_Study text_:
━━━━
What's the problem, exactly? Is it conservation of mass and energy you're worried about, or the idea of keeping the instructions to reconstructing someone saved somewhere where it can be used infinitely?

Clowns to the left of me, jokers to the right, here I am...
Eventua from The Thirty One Worlds Since: Jan, 2001 Relationship Status: Wishfully thinking
#4: Sep 6th 2011 at 12:15:11 PM

[up] The second point.

[up][up] I considered wormholes, I suppose those could work...

edited 6th Sep '11 12:16:05 PM by Eventua

Merlo *hrrrrrk* from the masochist chamber Since: Oct, 2009
*hrrrrrk*
#5: Sep 6th 2011 at 12:19:47 PM

I'd second the wormholes, then.

Clowns to the left of me, jokers to the right, here I am...
Eventua from The Thirty One Worlds Since: Jan, 2001 Relationship Status: Wishfully thinking
#6: Sep 6th 2011 at 12:21:26 PM

Too be honest, wormholes were going to be a plot-point anyway, so yeah. Thanks for the help.
━━━━
_Supplied information_:

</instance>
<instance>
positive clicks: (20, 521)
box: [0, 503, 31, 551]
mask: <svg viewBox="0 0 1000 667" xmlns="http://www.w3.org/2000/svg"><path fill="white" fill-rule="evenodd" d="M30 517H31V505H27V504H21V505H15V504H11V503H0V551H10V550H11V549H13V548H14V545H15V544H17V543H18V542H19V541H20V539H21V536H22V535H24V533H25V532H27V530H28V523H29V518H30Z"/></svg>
━━━━
Set down the forum thread about wormholes from above again, word for word and in full.

_Your solution_:
What's the problem, exactly? Is it conservation of mass and energy you're worried about, or the idea of keeping the instructions to reconstructing someone saved somewhere where it can be used infinitely?

Clowns to the left of me, jokers to the right, here I am...
Eventua from The Thirty One Worlds Since: Jan, 2001 Relationship Status: Wishfully thinking
#4: Sep 6th 2011 at 12:15:11 PM

[up] The second point.

[up][up] I considered wormholes, I suppose those could work...

edited 6th Sep '11 12:16:05 PM by Eventua

Merlo *hrrrrrk* from the masochist chamber Since: Oct, 2009
*hrrrrrk*
#5: Sep 6th 2011 at 12:19:47 PM

I'd second the wormholes, then.

Clowns to the left of me, jokers to the right, here I am...
Eventua from The Thirty One Worlds Since: Jan, 2001 Relationship Status: Wishfully thinking
#6: Sep 6th 2011 at 12:21:26 PM

Too be honest, wormholes were going to be a plot-point anyway, so yeah. Thanks for the help.